EXTRAIT FOURNI:
++++++++++++++++++++

Dans mon essai La Terreur Masculiniste (Éditions Du Detour, 2024), j’ai analysé en profondeur la manière dont la misogynie ordinaire peut évoluer en un passage à l’acte violent du fait de milieux radicaux, et l’affaire Pélicot en est une illustration parfaite. J’ai notamment élaboré des outils d’identification de ces milieux. Le salon « À son insu » se distingue comme un exemple typique de ce que je désigne par « milieu flexeur ». Dans cet espace, Dominique Pélicot recrutait des complices et orchestrait des actions violentes, tout en structurant une masculinité hégémonique fondée sur la maîtrise technique du viol et la perpétuation de l’impunité. La transmission de ce savoir-faire destructeur devient ici un outil de pouvoir.

++++++++++++++++++++

Données d'annotation par points:
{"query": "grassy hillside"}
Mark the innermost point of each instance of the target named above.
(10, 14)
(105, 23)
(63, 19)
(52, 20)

++++++++++++++++++++

Reprenez le texte sur l'affaire Pélicot et prolongez-le à partir de sa dernière phrase. Ces données forment un matériau distinct de l'extrait.

Comprendre ces dynamiques est une étape essentielle pour pouvoir les combattre. Sans ces clés d’analyse, nous ne pourrons jamais endiguer la normalisation de cette forme de violence, qui relève d’une forme de terrorisme. Dans l’affaire Mazan, Gisèle Pélicot n’est pas seulement une survivante de viols de masse, elle est aussi une rescapée héroïque d’attentats. Masculinistes.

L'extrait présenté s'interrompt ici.